PROVIDED PASSAGE:
In 1989, the City of Columbia created a new division within its police department, the Narcotics and Vice Department. Robin Howell, a patrolman with the City of Columbia Police Department, was appointed Deputy Chief of the newly-created division. In 1993, the City abolished the Narcotics and Vice Department in its entirety and abolished all positions therein. As a result, Mr. Howell was returned to his former position with the Police Department as a patrolman and his pay was reduced.

Throughout the record on appeal, Mr. Howell's position with the Department of Narcotics and Vice is referred to as both Deputy Administrator and Deputy Chief. After examining the record, we can find no distinction between the two labels for the position, and, therefore, to maintain consistency, will refer to the position as Deputy Chief.

Mr. Howell then requested and was granted a hearing before the Civil Service Board for the City of Columbia ("Board"). At the hearing, Mr. Howell argued that although the City could legally return him to the position of patrolman after the abolition of the Department of Narcotics and Vice, he was entitled to continue to receive the Deputy Chief salary. In addition, he attempted to prove that after the Department of Narcotics and Vice was abolished, a position for a Sergeant was advertised by the Police Department and that the job description of the Sergeant position was identical to that of the Deputy Chief of Narcotics and Vice. He asserted he should have been laterally transferred into that position.

The City argued that: (1) the City followed its own ordinances in abolishing the Department of Narcotics and Vice and returning Mr. Howell to his former position at his former rate of pay; (2) the job description for Sergeant is different from that of the abolished Deputy Chief position; (3) Section 6.13 of the Charter did not require the City to offer Mr. Howell any employment with the Columbia Police Department after the abolition of the Department of Narcotics and Vice or to place Mr. Howell in a different position; and (4) Mr. Howell had no vested interest in the salary he was drawing as Deputy Chief of the Department of Narcotics and Vice at the time the department was abolished.

At the close of the hearing, the hearing officer framed the issue before the Board as follows:

The question before the board today is whether or not the City manager of the City of Columbia, Tennessee was justified in his decision to place Officer Robin Howell back in his position previously held in the police department, that being the position of patrolman at the wage of patrolman as opposed to the previous wage that he held when he was within the department of narcotics and vice and served under the capacity of a lieutenant's wage.

The Board unanimously upheld the action of the City in reinstating Mr. Howell in his previous position as patrolman at the salary applicable to that position.

I. The Lawsuit

Thereafter, Mr. Howell sought judicial review of the Board's decision pursuant to Tenn. Code Ann. § 4-5-322. His petition was filed November 22, 1993. After the City failed to respond, in August of 1994 Mr. Howell filed a motion for default judgment. The City answered the petition on August 18, 1994, but failed to file the administrative record with the trial court, which is required by Tenn. Code Ann. § 4-5-322(d). No further activity occurred for almost three years. The record then includes a notice to all parties, dated June 1997, that an order of dismissal for failure to prosecute would be entered unless a party took action to set the case for trial or otherwise move it toward conclusion by a specified deadline. The record does not reveal what action, if any, either of the parties took, but also does not include an order dismissing the case for failure to prosecute. No further activity occurred until Mr. Howell filed a motion for summary judgment on December 7, 1999, based on the failure of the City to file the administrative record prior to January 8, 1994. The trial court granted the motion for summary judgment, but later set aside the judgment stating the order was erroneously entered and "should not have been entered." The court then allowed the City twenty (20) additional days in which to file the record. The administrative record was filed within the time limitation imposed by the trial court.

DATA RECORDS:
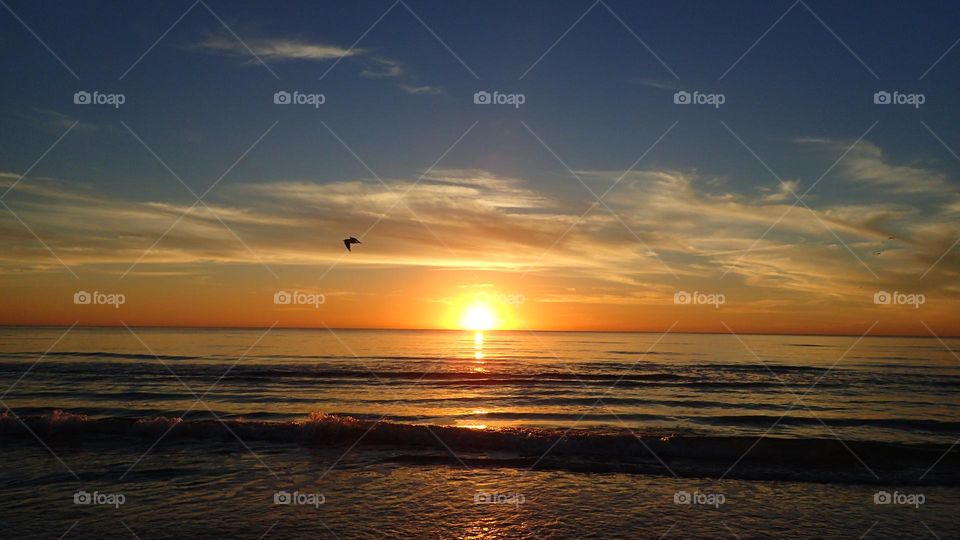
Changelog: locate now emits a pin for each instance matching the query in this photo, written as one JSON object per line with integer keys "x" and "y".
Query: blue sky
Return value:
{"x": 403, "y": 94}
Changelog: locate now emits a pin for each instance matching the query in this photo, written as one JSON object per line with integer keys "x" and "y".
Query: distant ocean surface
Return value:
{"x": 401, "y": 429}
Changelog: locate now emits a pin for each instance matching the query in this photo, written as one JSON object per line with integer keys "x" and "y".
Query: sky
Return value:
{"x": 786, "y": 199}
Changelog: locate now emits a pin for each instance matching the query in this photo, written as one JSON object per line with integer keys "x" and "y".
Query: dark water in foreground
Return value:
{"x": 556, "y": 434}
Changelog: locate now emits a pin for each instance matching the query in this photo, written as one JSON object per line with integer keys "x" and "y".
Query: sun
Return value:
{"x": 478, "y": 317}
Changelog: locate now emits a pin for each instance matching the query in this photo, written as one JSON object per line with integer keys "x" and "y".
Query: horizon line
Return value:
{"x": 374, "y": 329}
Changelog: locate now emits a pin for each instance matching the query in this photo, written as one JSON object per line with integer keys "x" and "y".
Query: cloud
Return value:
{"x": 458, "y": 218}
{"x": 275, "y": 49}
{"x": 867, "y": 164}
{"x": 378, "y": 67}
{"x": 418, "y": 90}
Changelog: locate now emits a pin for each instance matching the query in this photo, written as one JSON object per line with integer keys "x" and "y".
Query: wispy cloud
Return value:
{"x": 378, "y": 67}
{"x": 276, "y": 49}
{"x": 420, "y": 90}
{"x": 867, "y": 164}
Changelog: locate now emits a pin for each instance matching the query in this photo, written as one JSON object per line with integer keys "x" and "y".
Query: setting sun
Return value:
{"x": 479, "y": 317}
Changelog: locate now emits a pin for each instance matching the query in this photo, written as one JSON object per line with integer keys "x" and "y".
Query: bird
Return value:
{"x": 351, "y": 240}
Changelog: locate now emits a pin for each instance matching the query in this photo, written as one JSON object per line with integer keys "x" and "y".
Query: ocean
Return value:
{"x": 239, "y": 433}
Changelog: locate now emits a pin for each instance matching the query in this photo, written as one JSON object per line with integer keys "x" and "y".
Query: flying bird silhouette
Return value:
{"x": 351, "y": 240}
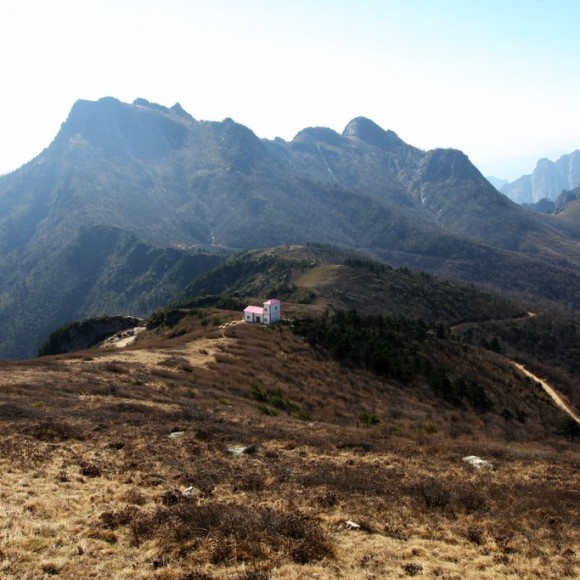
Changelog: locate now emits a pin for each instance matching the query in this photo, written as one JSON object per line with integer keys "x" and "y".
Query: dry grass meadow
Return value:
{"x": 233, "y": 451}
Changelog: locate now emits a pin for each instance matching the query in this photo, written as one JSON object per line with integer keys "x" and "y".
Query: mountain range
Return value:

STATED GOAL:
Output the passage on Mr. Howell's demotion word for word, from "The Board unanimously" up to and including "applicable to that position.". The data was drawn from a different source than the text.

SOLUTION TO THIS EXERCISE:
The Board unanimously upheld the action of the City in reinstating Mr. Howell in his previous position as patrolman at the salary applicable to that position.